## TASK DIRECTIONS
Reproduce the listing below verbatim, starting with its first line and continuing through the line that contains "0;49;442;299", with both ends included. Omit the pictures from your answer.

— START OF TASK MATERIAL —

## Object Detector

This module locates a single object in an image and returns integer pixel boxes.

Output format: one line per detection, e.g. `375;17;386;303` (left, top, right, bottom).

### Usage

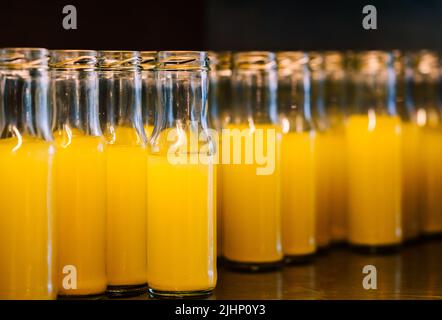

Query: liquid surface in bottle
402;122;423;239
222;125;283;263
106;127;147;286
347;113;402;246
422;125;442;233
0;137;57;300
147;154;217;292
55;129;106;295
281;132;316;256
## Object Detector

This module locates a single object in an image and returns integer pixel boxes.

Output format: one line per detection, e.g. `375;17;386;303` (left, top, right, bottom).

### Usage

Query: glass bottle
277;51;316;262
98;51;147;295
309;52;331;250
140;51;157;137
0;48;57;299
147;51;217;296
222;52;283;270
49;50;106;296
208;51;232;257
321;51;348;243
410;50;442;235
346;51;402;250
394;50;424;241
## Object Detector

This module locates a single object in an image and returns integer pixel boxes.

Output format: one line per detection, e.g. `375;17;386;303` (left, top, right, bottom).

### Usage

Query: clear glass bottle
309;52;331;249
222;52;283;270
346;51;402;250
394;50;424;241
277;51;316;262
0;48;57;299
147;51;217;296
49;50;107;296
208;51;232;257
140;51;157;137
409;50;442;235
98;51;147;295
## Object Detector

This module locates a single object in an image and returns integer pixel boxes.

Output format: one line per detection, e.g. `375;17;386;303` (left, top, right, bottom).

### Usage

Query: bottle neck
99;69;147;144
51;69;102;136
0;68;52;141
154;70;208;135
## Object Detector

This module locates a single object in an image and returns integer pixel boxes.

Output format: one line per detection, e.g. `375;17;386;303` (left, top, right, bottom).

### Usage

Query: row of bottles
209;51;442;270
0;49;442;299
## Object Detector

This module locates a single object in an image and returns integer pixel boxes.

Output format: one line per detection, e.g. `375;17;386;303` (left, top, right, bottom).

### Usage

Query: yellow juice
0;137;57;299
347;113;402;246
315;132;332;248
222;125;283;263
402;122;422;239
55;130;106;295
106;127;147;286
147;155;217;292
281;132;316;256
422;127;442;234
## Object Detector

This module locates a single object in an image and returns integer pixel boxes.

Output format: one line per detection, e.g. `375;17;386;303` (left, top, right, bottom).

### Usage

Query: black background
0;0;442;50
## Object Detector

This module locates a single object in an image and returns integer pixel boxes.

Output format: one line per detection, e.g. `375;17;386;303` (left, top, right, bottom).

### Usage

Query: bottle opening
0;48;49;69
49;50;97;70
98;50;142;70
156;51;210;71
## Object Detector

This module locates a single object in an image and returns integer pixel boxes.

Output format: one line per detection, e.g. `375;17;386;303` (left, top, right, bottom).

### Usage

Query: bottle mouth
0;48;49;69
233;51;277;70
49;50;97;70
208;51;232;71
155;51;210;71
276;51;308;71
140;51;158;70
98;50;142;71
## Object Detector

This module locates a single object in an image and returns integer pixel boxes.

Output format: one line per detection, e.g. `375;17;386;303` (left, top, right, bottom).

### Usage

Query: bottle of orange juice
208;51;232;258
410;50;442;235
394;51;424;241
98;51;147;295
140;51;157;137
221;52;283;271
346;51;402;250
49;50;107;296
0;48;57;300
147;51;217;297
277;51;316;262
310;51;347;248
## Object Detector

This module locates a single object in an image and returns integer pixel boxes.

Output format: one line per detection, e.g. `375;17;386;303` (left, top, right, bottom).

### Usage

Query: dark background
0;0;442;50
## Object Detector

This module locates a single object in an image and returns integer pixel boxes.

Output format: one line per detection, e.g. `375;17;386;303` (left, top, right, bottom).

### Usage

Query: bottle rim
49;49;97;70
155;50;210;71
0;47;49;69
97;50;142;71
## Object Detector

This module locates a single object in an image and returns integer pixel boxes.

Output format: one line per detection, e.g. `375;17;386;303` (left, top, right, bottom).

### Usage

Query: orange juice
55;129;106;295
147;155;217;294
222;125;283;264
422;127;442;234
281;132;316;256
0;137;57;299
106;127;147;286
347;111;402;246
402;122;422;239
315;132;332;248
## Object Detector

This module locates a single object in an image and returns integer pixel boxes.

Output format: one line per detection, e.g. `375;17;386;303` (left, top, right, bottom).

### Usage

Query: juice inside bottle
346;111;402;246
0;137;57;300
402;122;423;239
422;125;442;234
147;155;217;292
315;131;334;248
106;127;147;286
222;125;283;263
281;132;316;256
54;127;106;295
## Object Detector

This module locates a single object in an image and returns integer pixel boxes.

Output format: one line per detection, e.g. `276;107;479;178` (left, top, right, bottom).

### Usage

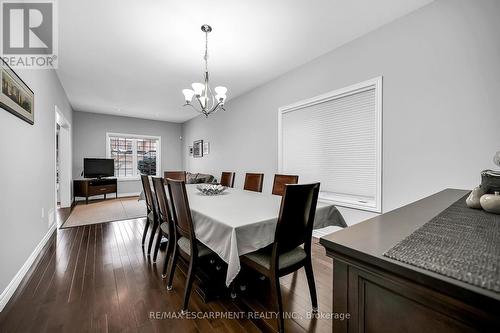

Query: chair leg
161;237;175;278
167;245;179;290
141;217;149;247
153;228;163;262
304;258;318;312
271;274;285;333
148;221;158;256
182;256;198;312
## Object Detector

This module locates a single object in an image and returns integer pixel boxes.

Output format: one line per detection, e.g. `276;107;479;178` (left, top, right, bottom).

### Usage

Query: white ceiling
57;0;432;122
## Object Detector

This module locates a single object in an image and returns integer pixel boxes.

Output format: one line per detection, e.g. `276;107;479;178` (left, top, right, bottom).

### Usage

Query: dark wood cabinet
73;178;118;204
321;190;500;333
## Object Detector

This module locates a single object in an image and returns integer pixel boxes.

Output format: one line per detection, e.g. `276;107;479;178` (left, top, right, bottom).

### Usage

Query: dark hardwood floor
0;217;332;332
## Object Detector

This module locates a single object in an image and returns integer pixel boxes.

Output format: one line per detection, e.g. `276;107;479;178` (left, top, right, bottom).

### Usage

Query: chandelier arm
184;24;225;117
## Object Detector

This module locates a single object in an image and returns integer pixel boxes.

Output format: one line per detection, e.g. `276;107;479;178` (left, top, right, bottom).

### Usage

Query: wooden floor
0;212;332;332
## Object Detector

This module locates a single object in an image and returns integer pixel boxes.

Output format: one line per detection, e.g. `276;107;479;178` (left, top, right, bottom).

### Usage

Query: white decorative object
182;24;227;117
493;151;500;167
480;192;500;214
465;185;486;209
196;184;227;195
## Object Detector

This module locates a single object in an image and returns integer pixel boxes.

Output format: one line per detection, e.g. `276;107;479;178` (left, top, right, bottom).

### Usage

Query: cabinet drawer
89;185;116;195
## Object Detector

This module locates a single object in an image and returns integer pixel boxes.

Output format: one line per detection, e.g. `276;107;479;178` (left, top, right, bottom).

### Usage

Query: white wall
182;0;500;222
0;70;72;301
73;112;182;195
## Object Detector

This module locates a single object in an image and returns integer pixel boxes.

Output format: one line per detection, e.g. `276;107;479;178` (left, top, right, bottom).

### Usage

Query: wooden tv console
73;178;118;204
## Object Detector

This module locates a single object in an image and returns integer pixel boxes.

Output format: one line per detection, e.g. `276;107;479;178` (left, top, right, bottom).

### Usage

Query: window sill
318;194;381;214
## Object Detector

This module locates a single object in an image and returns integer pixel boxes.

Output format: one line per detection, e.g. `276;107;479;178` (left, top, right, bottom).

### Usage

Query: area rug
62;197;146;228
384;195;500;293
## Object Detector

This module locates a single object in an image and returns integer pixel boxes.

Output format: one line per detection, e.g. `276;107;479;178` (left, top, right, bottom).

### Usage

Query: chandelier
182;24;227;117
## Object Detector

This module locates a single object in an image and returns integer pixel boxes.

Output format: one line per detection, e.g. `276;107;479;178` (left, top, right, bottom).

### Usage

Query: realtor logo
1;0;57;69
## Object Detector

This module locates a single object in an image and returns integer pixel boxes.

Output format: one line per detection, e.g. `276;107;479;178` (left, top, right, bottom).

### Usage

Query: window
106;133;161;179
278;77;382;213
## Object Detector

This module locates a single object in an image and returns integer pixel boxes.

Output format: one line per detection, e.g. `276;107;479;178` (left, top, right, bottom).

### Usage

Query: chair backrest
167;179;196;244
163;171;186;181
153;177;174;235
274;183;319;254
273;175;299;195
243;173;264;192
220;172;235;187
141;175;156;214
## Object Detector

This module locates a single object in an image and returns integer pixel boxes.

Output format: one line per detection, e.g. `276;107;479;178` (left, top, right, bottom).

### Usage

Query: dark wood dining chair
167;179;213;313
243;173;264;192
153;177;175;278
240;183;319;332
141;175;158;256
163;171;186;181
272;175;299;196
220;172;235;187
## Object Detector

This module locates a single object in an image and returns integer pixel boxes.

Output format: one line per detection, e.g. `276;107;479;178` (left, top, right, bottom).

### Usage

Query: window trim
106;132;161;181
278;76;383;213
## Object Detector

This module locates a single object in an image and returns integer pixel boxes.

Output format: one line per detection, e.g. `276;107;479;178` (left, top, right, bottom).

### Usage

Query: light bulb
200;96;207;108
182;89;194;104
215;95;226;102
191;82;205;96
214;86;227;96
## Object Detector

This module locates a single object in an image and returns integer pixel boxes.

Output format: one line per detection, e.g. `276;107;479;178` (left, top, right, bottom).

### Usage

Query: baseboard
75;192;141;202
0;223;56;312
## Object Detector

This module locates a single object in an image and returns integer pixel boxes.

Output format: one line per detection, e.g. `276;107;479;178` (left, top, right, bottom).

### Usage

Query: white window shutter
279;78;381;212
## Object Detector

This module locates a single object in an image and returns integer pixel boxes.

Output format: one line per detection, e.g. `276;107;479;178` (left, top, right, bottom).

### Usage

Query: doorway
55;106;72;227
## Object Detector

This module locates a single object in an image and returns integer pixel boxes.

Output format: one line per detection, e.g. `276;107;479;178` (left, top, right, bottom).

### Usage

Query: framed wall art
193;140;203;157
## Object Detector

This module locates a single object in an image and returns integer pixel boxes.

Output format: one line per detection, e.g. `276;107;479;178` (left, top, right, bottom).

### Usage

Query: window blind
281;78;381;210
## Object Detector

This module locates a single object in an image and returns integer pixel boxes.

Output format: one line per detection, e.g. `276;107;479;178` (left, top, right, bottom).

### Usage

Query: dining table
139;184;347;286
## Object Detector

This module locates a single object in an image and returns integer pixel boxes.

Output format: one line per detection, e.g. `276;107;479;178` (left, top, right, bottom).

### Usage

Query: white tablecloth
141;185;347;286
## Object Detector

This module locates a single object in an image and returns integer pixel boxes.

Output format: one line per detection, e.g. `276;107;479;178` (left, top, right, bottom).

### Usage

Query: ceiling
57;0;432;122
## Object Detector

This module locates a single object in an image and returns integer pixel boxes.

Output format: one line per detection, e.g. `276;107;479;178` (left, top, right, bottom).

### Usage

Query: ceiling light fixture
182;24;227;117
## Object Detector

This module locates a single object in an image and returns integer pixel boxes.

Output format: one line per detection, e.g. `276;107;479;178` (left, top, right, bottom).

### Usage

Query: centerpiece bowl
196;184;227;195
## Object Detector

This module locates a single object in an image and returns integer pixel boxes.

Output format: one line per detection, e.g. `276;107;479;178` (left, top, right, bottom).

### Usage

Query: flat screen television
83;158;115;178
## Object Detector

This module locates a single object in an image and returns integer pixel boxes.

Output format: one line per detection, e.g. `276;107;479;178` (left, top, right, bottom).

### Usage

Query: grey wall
73;112;182;194
0;70;72;293
183;0;500;218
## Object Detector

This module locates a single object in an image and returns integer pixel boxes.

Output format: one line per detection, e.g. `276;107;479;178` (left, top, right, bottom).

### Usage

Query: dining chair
141;175;158;256
272;175;299;196
240;183;319;332
243;173;264;192
220;172;235;187
153;177;175;278
167;179;213;314
163;171;186;181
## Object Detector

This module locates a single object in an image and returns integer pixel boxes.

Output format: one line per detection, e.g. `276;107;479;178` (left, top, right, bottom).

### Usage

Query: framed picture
0;59;35;125
203;142;210;155
193;140;203;157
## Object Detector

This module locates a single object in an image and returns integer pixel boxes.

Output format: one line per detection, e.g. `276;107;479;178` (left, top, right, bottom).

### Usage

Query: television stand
73;178;118;205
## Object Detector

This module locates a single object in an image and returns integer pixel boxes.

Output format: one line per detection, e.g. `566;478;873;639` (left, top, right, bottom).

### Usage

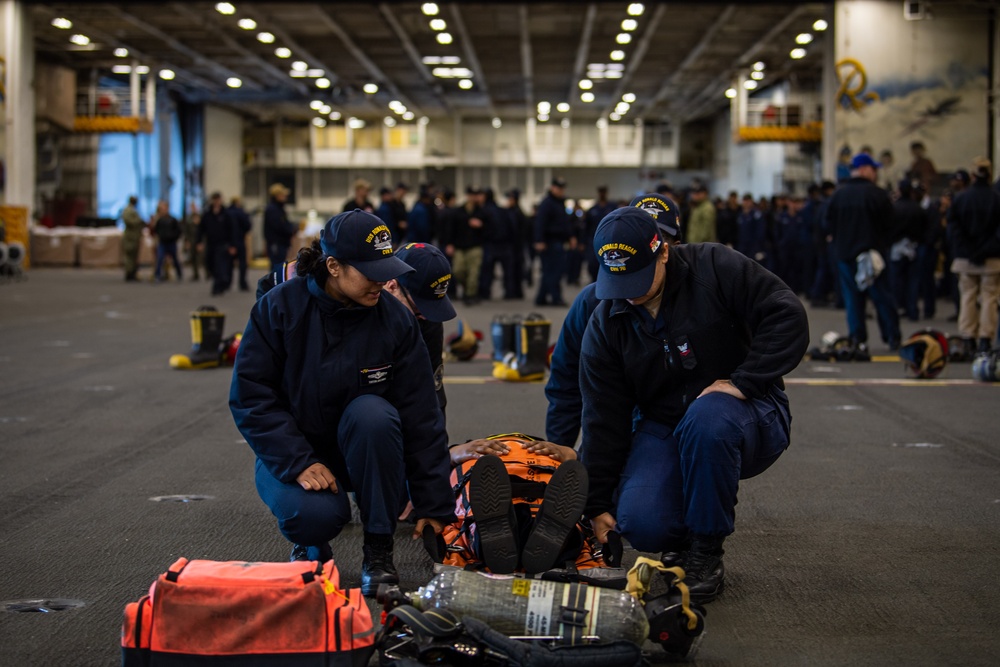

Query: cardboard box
31;227;78;266
77;229;122;268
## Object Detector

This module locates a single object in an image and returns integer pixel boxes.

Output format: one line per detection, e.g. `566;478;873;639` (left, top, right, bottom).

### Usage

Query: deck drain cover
150;494;215;503
0;598;87;614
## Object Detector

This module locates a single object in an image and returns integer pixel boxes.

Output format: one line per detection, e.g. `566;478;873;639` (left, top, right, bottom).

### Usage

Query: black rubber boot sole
521;460;588;574
469;455;518;574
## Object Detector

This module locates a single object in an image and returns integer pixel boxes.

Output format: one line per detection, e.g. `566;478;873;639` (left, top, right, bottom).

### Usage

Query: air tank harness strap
625;556;698;630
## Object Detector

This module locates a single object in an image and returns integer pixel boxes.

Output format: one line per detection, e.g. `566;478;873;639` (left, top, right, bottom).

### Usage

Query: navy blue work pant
615;388;792;552
837;260;900;344
535;241;566;306
255;395;405;560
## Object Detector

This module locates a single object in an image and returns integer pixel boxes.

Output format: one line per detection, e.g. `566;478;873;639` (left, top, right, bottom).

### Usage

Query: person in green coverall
122;196;146;282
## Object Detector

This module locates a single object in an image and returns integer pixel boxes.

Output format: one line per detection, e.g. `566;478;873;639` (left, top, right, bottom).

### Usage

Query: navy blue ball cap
629;192;681;239
319;208;413;283
396;243;455;322
594;206;663;299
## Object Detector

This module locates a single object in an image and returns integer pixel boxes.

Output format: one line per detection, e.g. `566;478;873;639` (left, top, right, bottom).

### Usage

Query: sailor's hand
590;512;617;544
295;463;339;493
698;380;747;401
449;439;510;465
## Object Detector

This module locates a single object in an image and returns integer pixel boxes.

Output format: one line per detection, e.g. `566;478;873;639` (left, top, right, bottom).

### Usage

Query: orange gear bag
122;558;375;667
441;433;606;570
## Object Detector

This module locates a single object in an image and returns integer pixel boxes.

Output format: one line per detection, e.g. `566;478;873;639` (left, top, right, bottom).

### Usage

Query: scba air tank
411;570;649;644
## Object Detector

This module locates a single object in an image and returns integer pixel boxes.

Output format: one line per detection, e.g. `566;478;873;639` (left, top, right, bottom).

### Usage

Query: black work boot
521;459;588;574
684;535;726;604
469;454;518;574
361;531;399;597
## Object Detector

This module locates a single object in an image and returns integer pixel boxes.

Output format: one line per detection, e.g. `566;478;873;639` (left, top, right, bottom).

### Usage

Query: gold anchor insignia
836;58;879;111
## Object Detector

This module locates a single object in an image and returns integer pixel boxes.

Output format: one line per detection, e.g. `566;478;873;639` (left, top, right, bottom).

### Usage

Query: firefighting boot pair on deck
490;313;552;382
469;455;588;574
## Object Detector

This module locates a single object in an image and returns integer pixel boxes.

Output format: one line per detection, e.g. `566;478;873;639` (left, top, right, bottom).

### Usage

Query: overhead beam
637;5;736;114
566;2;597;109
671;5;808;121
108;5;262;90
240;3;340;94
601;4;667;116
316;4;420;115
378;2;451;113
448;2;497;117
517;3;535;117
35;7;219;91
170;2;310;97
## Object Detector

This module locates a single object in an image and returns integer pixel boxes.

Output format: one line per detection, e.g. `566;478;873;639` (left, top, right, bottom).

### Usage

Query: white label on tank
524;581;556;637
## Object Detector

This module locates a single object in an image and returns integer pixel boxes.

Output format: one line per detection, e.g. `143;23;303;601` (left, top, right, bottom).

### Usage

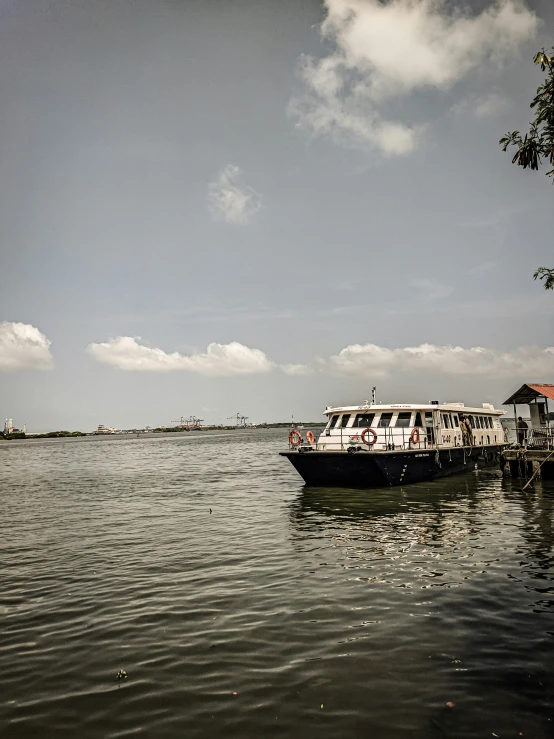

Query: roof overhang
502;385;554;405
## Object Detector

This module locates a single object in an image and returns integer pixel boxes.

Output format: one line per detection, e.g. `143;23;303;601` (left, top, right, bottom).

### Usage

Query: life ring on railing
362;429;377;446
289;429;302;446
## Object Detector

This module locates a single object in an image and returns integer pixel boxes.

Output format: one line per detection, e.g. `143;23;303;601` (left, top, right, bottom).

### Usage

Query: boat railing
289;426;506;452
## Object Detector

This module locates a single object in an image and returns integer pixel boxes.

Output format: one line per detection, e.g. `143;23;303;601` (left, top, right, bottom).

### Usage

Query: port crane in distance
171;416;204;429
227;413;249;428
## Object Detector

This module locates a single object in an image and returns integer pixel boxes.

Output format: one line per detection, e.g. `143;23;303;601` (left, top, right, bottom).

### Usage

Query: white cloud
281;364;313;376
331;344;554;381
473;92;510;118
87;336;274;377
289;0;537;155
208;164;262;225
411;278;454;300
0;321;54;372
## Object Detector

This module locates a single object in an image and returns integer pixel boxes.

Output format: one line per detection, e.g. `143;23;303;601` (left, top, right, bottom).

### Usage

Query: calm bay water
0;430;554;739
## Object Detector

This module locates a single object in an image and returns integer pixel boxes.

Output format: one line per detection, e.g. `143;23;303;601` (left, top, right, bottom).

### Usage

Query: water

— END OF TASK MATERIAL —

## EXERCISE ANSWER
## Object Detector

This module locates a single object in an image and returns integer pixel boxes.

Output format: one line per detection, e.g. `375;17;386;303` (left, top, right, bottom).

### Usage


Query: liquid surface in bottle
402;122;423;239
222;125;283;263
106;127;147;286
347;113;402;246
422;125;442;233
0;137;57;300
147;154;217;292
55;129;106;295
281;132;316;256
## Object Detector

This module locates a single object in an image and returns integer pixel boxes.

Output format: one line per detection, e.g. `375;17;386;303` (left, top, right, bottom).

### Usage

Query: glass bottle
277;51;316;262
98;51;147;295
309;52;331;250
140;51;157;137
0;48;57;299
147;51;217;296
222;52;283;270
49;50;106;296
208;51;232;257
321;51;348;243
410;50;442;235
346;51;402;250
394;50;424;241
## Object Detector

This module locates a single object in an image and returns integer pixel boxes.

Output format: one line per detection, e.g. `375;17;386;303` (left, top, right, bottom).

### Usage

Query: clear glass bottle
309;52;331;249
222;52;283;270
346;51;402;250
394;50;424;241
277;51;316;262
0;48;57;299
147;51;217;296
49;50;107;296
208;51;232;257
140;51;157;137
409;50;442;235
98;51;147;295
## Object Detector

This module locates a single object in an image and returns integer pixel boxes.

Output format: one line per detection, e.g. `375;17;386;303` (left, top, right, bottom).

### Usage

Query: bottle neck
99;69;147;144
51;69;102;136
0;68;52;141
154;70;208;135
## Object Detector

This module locates a single object in an image and returns integer pixel boxes.

Output format: one line per detection, e.g. `375;17;386;303` (left, top, right, bottom).

### Usage

Query: row of bottles
209;51;442;270
0;49;442;299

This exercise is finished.